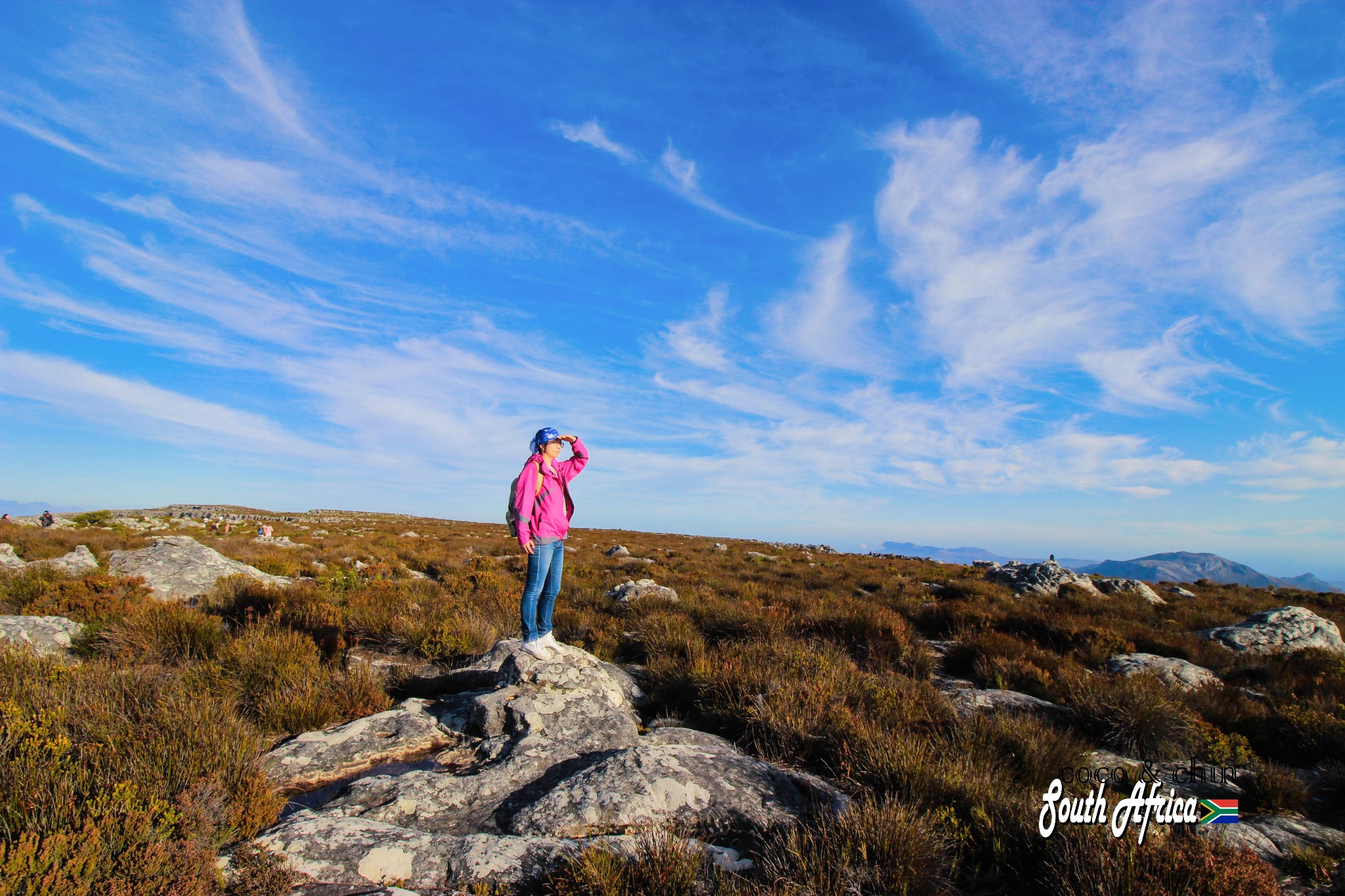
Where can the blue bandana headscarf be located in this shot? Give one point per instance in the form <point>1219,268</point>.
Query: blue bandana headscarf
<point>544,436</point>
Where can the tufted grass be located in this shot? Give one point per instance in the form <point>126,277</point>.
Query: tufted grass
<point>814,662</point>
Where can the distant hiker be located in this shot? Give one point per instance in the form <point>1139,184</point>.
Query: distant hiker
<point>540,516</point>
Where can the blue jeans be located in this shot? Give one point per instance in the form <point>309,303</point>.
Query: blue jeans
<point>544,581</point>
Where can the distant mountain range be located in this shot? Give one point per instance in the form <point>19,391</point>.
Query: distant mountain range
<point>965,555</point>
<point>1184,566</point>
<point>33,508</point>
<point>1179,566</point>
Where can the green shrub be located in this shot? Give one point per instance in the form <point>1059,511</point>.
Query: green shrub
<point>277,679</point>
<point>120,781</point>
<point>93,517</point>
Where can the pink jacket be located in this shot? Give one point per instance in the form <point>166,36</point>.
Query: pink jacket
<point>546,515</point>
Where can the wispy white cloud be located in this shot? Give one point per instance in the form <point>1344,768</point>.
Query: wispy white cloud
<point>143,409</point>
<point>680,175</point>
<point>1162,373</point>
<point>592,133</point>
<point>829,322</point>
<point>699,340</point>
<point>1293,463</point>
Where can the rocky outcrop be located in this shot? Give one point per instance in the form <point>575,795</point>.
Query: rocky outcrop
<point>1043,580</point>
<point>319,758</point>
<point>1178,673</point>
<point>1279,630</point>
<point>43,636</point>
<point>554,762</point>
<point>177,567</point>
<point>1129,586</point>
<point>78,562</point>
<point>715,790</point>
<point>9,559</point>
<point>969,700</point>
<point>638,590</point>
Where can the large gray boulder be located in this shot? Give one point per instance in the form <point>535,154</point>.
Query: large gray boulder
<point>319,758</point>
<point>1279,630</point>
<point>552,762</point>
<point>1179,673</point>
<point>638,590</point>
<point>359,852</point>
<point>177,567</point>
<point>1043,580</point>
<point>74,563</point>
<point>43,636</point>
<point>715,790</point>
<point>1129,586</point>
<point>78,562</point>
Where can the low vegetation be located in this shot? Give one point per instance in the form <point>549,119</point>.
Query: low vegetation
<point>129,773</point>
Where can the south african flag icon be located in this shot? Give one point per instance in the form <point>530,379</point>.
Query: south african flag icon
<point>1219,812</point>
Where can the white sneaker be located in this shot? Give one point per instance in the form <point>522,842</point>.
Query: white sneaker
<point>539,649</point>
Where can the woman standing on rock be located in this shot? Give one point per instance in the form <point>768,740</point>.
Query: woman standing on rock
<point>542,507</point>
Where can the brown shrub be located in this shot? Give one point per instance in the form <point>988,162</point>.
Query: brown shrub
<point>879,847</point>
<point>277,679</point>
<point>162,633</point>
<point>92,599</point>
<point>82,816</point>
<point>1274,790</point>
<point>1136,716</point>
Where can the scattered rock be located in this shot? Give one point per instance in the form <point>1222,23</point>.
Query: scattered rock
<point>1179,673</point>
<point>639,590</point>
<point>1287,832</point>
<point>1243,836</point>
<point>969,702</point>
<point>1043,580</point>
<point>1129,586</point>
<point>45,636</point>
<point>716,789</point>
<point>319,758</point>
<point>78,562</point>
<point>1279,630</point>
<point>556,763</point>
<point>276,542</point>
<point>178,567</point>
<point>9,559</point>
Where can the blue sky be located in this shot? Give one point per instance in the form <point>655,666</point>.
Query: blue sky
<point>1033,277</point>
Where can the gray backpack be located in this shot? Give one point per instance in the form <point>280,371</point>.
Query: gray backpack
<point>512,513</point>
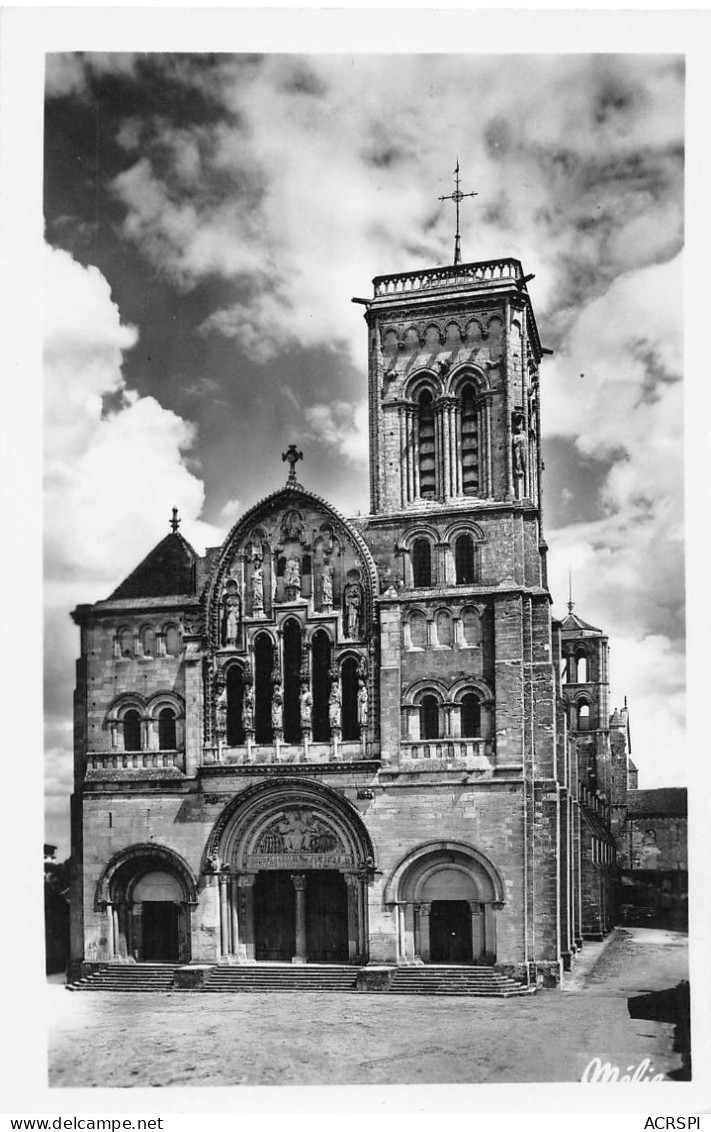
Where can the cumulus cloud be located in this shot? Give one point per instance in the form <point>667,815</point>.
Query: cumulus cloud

*Task to carry out*
The records above must be repeated in full and exactly, but without any of the pictures.

*Task response*
Where can the blue bandana headscarf be located in this shot? Give one point per instance in the form <point>1219,268</point>.
Query: blue bandana headscarf
<point>544,436</point>
Where can the tufted grass be located in this shot? Give one point per instance in the form <point>126,277</point>.
Query: tufted grass
<point>814,662</point>
Where can the distant hiker be located in this shot? Give one point per instance in the form <point>1139,184</point>.
Query: distant hiker
<point>540,516</point>
Where can the blue jeans be located in this shot? Give one point per instance in the form <point>309,303</point>.
Query: blue jeans
<point>544,581</point>
Where can the distant mountain range be located in this shot? Give one point per instance in the form <point>19,391</point>.
Query: distant mountain range
<point>965,555</point>
<point>1184,566</point>
<point>33,508</point>
<point>1179,566</point>
Where can the green shrub be located in this shot? Give one point per instance in the form <point>1059,511</point>.
Query: green shrub
<point>277,679</point>
<point>120,781</point>
<point>93,517</point>
Where can the pink jacket be located in this shot? Give one point per instance in the form <point>166,36</point>.
Query: pink jacket
<point>546,515</point>
Where can the wispy white cloud be located in this shot? Give one point per instance in the form <point>1344,768</point>.
Query: wispy white cloud
<point>143,409</point>
<point>680,175</point>
<point>1162,373</point>
<point>592,133</point>
<point>829,322</point>
<point>699,340</point>
<point>1293,463</point>
Where can the rocky outcrop be located in this shot? Give one point per instance in the form <point>575,795</point>.
Query: rocky outcrop
<point>1043,580</point>
<point>319,758</point>
<point>1178,673</point>
<point>1279,630</point>
<point>43,636</point>
<point>554,762</point>
<point>177,567</point>
<point>1129,586</point>
<point>78,562</point>
<point>715,790</point>
<point>9,559</point>
<point>969,700</point>
<point>638,590</point>
Where can the large gray boulder be located in this shot? Give one point per instance in the form <point>535,154</point>.
Query: large gray boulder
<point>319,758</point>
<point>1279,630</point>
<point>552,762</point>
<point>1179,673</point>
<point>638,590</point>
<point>359,852</point>
<point>177,567</point>
<point>1043,580</point>
<point>74,563</point>
<point>43,636</point>
<point>715,790</point>
<point>1129,586</point>
<point>78,562</point>
Where can the low vegetation be located in this shot? Give one point per instance in the form <point>549,119</point>.
Query: low vegetation
<point>129,773</point>
Where can the south african flag icon be located in this shot? Give one point per instance in the form <point>530,379</point>.
Query: south african flag icon
<point>1219,812</point>
Where can the white sneaker be located in this shot? Give one point per instance in the form <point>522,842</point>.
Query: white sneaker
<point>539,649</point>
Where can the woman standing on rock be located in this shot? Give one point per instance in the form <point>768,740</point>.
Query: woman standing on rock
<point>542,507</point>
Where can the brown shrub be located in this shot? Give one point per instance in the form <point>988,162</point>.
Query: brown shrub
<point>879,847</point>
<point>277,679</point>
<point>162,633</point>
<point>92,599</point>
<point>82,816</point>
<point>1274,790</point>
<point>1136,716</point>
Where can the scattered rock be located in this shot? Give one point per instance in the form <point>1222,23</point>.
Query: scattered rock
<point>1179,673</point>
<point>639,590</point>
<point>1287,832</point>
<point>1243,836</point>
<point>969,702</point>
<point>1043,580</point>
<point>1129,586</point>
<point>45,636</point>
<point>716,789</point>
<point>319,758</point>
<point>78,562</point>
<point>1279,630</point>
<point>556,763</point>
<point>276,542</point>
<point>178,567</point>
<point>9,559</point>
Where can the blue sky be located in this shot? Give one point per instance in the form <point>655,666</point>.
Query: blue sky
<point>1033,277</point>
Where can the gray backpack be located in this shot? Give one point per instance in the form <point>280,371</point>.
Query: gray backpack
<point>512,513</point>
Where can the cumulus cloud be located in this shot? Give one point per instance in the form <point>667,815</point>.
Query: cumulus cloud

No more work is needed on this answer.